» **WHAT YOU WILL DO**
[a] According to the Australian Curriculum passage, when did the council of state and territory ministers adopt the Melbourne Declaration?
[b] Please copy the stretch of the Australian Curriculum passage from "The Australian Curriculum will" through "design and technology.", substituting "sociology" for "geography".

The Australian Curriculum 2010
The development of the Australian Curriculum is guided by the Melbourne Declaration on Educational Goals for Young Australians, adopted by the council of state and territory ministers in December 2008. The Melbourne Declaration emphasises the importance of knowledge, understanding and skills of learning areas, general capabilities and cross-curriculum priorities as the basis for a curriculum designed to support 21st century learning.
The Australian Curriculum describes a learning entitlement for each Australian student that provides a foundation for successful, lifelong learning and participation in the Australian community. It acknowledges that the needs and interests of students will vary, and that schools and teachers will plan from the curriculum in ways that respond to those needs and interests. The Australian Curriculum acknowledges the changing ways in which young people will learn and the challenges that will continue to shape their learning in the future.
The Australian Curriculum will eventually be developed for all learning areas and subjects set out in the Melbourne Declaration: initially for English, mathematics, science and history; followed by geography, languages, the arts, economics, business, civics and citizenship, health and physical education, and information and communication technology and design and technology.

» **DATA EXTRACT**
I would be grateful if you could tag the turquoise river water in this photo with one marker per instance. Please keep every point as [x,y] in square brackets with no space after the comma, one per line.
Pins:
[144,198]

» **RESULTS FOR THE EXERCISE**
[a] December 2008

[b]
The Australian Curriculum will eventually be developed for all learning areas and subjects set out in the Melbourne Declaration: initially for English, mathematics, science and history; followed by sociology, languages, the arts, economics, business, civics and citizenship, health and physical education, and information and communication technology and design and technology.